▸ **COMPITO ASSEGNATO**
Copia senza modifiche il tratto del testo su Sartre e l'industria culturale che va da "In questo senso" fino a "porre il problema.".

===== TESTO DA LEGGERE

Concordo pienamente con spettatrice sul fatto che le opere, una volta “partorite”, trovano da sole la loro strada per il mondo. E poi lei ha sintetizzato in una riga il senso del mio post: che non se la raccontino e non ce la raccontino. È bello giocare con la letteratura, ma chi è in grado o è disposto a creare qualcosa di veramente alternativo, ed è pronto a viverne fino in fondo le conseguenze?
In questo senso Sartre rappresenta l’intellettuale che vive fino in fondo le sue scelte.
Chi oggi avrebbe i coglioni di rifiutare il Nobel? Chi? E non mi si risponda che non ce ne sarebbe bisogno, che i tempi sono cambiati. I tempi sono cambiati solo fino a un certo punto.
I giochetti di potere hanno solo cambiato i partecipanti, le dinamiche sono le stesse.
Ma non vorrei bloccare il discorso su Nobel sì, Nobel no. Chissenefrega del Nobel. Dubito che nel panorama attuale italiano si annidi un possibile futuro candidato che si possa porre il problema.
Chi è dunque in grado di sfuggire all’industria culturale? Chi lo desidera veramente? Ha senso desiderarlo? È un circolo vizioso da cui non si esce? Chi è che non vuole il suo momento di gloria? Anche Sartre lo voleva… E adesso la gloria può venire solo dall’industria culturale. Ribelli o conservatori, nuovi quasi-Proust del parioli o vecchi e nuovi cannibali, sinistre e destre, sopra e sotto, si muovono tutti dentro il cerchio dell’industria culturale. E nell’industria culturale si può trovare la gloria (effimera quantro si vuole, ma pur sempre titillante il nostro vibrante ego) ma difficilmente si possono trovare le leve per un reale cambiamento del mondo. Può anche darsi che sia bello anche solo discutere e accapigliarsi. Può anche darsi che chissenefrega di cambiare il mondo. Dopotutto siamo tutti plurimaggiorenni. Le illusioni sono svanite.
Sartre potrebbe rimanere un amico dell’adolescenza che si ricorda con tenerezza, come si ricordano le smemorande e il Male con i fumetti di Andrea Pazienza.
A meno che… non ci sia da qualche parte un futuro candidato a rifiutare il Nobel 🙂
“È bello giocare con la letteratura, ma chi è in grado o è disposto a creare qualcosa di veramente alternativo, ed è pronto a viverne fino in fondo le conseguenze?

==========
===== VOCI GREZZE

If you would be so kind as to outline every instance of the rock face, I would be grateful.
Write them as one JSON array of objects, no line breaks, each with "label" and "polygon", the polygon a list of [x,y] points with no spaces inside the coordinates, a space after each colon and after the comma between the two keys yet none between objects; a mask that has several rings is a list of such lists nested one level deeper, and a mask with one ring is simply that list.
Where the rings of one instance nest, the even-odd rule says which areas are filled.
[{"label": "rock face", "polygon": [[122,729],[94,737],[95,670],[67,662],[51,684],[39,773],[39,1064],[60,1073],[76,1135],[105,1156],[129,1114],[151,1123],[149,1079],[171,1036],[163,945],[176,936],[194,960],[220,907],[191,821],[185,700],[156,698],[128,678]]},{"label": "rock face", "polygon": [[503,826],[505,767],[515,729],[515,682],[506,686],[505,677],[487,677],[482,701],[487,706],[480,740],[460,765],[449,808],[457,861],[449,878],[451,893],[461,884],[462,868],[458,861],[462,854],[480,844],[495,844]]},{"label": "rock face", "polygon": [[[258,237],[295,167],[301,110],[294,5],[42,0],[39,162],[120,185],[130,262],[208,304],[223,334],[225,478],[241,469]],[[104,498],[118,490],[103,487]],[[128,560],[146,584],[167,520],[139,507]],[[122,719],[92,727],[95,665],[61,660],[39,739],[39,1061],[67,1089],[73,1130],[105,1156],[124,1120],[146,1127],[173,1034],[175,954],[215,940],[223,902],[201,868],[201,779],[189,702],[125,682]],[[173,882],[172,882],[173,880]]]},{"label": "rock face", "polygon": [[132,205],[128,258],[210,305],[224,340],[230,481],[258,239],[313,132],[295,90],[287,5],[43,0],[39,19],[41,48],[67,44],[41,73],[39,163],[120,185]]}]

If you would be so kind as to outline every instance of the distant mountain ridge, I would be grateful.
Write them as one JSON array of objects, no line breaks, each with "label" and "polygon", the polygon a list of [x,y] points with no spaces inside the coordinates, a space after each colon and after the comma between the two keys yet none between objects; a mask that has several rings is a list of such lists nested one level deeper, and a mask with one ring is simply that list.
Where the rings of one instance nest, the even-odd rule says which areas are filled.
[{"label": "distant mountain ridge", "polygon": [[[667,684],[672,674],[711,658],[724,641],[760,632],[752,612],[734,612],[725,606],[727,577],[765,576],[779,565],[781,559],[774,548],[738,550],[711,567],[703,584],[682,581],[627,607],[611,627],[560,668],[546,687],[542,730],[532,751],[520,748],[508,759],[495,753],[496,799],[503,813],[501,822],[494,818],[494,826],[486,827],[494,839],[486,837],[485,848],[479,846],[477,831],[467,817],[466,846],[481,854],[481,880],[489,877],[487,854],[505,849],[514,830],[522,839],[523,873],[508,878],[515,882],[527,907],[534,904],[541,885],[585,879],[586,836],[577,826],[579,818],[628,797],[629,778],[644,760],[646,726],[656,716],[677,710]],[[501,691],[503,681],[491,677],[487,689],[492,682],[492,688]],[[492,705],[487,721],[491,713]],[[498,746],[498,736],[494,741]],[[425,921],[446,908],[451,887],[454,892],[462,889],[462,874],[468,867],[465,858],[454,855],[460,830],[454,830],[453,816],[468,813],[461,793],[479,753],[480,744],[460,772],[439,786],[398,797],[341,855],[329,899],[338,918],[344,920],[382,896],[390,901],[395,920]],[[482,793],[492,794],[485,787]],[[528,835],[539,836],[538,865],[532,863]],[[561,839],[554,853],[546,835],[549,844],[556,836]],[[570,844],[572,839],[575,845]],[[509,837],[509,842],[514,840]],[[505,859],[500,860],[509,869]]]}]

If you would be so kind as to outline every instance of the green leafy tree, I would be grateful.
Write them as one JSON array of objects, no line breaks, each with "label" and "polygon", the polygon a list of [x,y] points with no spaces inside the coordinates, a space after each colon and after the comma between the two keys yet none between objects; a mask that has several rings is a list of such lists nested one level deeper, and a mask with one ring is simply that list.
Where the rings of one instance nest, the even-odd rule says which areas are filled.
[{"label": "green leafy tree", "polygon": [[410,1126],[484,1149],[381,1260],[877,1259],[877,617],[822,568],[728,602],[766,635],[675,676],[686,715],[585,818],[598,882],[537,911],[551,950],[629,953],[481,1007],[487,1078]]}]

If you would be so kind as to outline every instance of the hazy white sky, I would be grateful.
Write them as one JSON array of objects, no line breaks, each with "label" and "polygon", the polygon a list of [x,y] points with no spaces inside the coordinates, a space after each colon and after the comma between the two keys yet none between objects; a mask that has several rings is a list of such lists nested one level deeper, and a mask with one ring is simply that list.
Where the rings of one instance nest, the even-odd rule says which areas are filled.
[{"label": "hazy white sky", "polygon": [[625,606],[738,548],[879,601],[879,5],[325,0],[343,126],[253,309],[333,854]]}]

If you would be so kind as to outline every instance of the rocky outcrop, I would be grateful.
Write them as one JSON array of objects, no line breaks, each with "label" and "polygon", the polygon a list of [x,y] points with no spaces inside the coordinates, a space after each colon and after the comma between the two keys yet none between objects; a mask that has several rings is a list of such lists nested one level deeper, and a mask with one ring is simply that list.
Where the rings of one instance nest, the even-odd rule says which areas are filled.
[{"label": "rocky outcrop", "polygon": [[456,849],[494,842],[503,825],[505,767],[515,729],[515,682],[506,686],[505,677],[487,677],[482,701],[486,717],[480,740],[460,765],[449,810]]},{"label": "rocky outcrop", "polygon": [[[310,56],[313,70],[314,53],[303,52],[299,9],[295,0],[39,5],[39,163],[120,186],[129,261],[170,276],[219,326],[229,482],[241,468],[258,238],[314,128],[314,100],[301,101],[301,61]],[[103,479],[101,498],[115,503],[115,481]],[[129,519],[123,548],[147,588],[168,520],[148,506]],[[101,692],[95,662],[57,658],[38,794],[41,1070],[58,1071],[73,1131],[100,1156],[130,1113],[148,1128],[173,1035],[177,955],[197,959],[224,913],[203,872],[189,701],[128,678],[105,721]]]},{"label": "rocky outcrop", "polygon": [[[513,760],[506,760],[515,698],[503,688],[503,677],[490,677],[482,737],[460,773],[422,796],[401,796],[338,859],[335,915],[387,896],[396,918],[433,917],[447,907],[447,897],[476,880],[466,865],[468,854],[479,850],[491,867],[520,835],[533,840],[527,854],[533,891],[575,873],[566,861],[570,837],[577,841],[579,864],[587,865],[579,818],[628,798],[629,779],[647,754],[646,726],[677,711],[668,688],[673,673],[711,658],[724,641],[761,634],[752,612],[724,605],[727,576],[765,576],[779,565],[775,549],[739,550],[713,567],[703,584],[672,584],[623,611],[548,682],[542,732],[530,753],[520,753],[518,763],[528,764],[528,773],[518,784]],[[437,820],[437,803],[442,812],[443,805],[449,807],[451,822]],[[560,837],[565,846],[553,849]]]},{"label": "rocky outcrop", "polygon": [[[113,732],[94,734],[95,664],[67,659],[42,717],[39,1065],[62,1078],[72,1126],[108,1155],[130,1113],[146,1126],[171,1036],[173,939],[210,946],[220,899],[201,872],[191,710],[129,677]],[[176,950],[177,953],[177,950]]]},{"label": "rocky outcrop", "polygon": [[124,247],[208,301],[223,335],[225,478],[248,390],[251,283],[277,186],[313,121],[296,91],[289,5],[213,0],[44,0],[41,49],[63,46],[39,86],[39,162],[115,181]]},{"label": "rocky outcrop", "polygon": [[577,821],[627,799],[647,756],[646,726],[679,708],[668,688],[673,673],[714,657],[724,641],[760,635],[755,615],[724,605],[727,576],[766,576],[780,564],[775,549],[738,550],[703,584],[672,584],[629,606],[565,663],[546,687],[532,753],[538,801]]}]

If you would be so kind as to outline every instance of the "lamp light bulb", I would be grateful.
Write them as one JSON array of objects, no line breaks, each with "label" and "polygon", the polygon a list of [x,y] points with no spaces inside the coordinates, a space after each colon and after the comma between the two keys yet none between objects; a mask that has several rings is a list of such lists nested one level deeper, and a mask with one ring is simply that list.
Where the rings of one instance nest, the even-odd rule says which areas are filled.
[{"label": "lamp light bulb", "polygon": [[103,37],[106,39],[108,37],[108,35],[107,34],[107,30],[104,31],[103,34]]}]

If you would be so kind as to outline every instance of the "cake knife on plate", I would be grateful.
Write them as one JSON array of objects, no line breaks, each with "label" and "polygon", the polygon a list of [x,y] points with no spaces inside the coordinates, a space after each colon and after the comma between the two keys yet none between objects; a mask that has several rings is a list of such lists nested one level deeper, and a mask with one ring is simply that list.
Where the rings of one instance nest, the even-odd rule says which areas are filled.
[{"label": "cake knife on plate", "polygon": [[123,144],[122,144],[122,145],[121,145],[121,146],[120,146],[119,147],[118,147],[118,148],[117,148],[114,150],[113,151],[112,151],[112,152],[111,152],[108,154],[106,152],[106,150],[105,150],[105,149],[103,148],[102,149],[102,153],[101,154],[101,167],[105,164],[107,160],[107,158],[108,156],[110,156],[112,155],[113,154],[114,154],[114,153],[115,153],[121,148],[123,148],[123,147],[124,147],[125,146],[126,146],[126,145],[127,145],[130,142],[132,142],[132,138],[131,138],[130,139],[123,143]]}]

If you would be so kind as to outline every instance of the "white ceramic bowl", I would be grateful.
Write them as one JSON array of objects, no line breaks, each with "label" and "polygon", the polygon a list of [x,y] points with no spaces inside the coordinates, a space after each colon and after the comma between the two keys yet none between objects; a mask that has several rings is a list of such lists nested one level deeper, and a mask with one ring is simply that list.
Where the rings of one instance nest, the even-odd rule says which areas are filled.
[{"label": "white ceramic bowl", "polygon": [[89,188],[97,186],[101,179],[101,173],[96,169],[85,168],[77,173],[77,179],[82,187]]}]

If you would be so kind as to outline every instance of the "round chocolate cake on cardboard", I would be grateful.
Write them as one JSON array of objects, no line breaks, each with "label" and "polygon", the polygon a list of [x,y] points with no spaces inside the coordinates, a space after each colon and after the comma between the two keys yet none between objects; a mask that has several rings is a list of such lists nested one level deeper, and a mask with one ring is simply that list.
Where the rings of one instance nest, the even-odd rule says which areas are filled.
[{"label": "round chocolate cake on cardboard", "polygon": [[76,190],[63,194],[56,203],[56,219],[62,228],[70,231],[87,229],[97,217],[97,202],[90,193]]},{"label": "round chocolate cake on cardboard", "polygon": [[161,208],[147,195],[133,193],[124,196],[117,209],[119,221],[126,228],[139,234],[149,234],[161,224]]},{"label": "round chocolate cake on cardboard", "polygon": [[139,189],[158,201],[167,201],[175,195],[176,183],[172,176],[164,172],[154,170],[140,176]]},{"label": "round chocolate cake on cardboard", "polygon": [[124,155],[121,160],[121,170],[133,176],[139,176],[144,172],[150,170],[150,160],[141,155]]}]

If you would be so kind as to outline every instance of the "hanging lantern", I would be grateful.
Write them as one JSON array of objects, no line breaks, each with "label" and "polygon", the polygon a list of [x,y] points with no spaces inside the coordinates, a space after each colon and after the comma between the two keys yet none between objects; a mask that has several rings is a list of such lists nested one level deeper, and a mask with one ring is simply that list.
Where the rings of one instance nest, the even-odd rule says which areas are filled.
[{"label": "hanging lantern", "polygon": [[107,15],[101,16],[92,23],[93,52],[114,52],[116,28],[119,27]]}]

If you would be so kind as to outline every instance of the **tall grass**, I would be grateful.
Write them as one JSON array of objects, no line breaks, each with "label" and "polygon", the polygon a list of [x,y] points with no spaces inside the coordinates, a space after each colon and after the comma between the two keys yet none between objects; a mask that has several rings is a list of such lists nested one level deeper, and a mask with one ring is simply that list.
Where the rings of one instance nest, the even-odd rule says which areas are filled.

==========

▸ **RISPOSTA COMPLETA**
In questo senso Sartre rappresenta l’intellettuale che vive fino in fondo le sue scelte.
Chi oggi avrebbe i coglioni di rifiutare il Nobel? Chi? E non mi si risponda che non ce ne sarebbe bisogno, che i tempi sono cambiati. I tempi sono cambiati solo fino a un certo punto.
I giochetti di potere hanno solo cambiato i partecipanti, le dinamiche sono le stesse.
Ma non vorrei bloccare il discorso su Nobel sì, Nobel no. Chissenefrega del Nobel. Dubito che nel panorama attuale italiano si annidi un possibile futuro candidato che si possa porre il problema.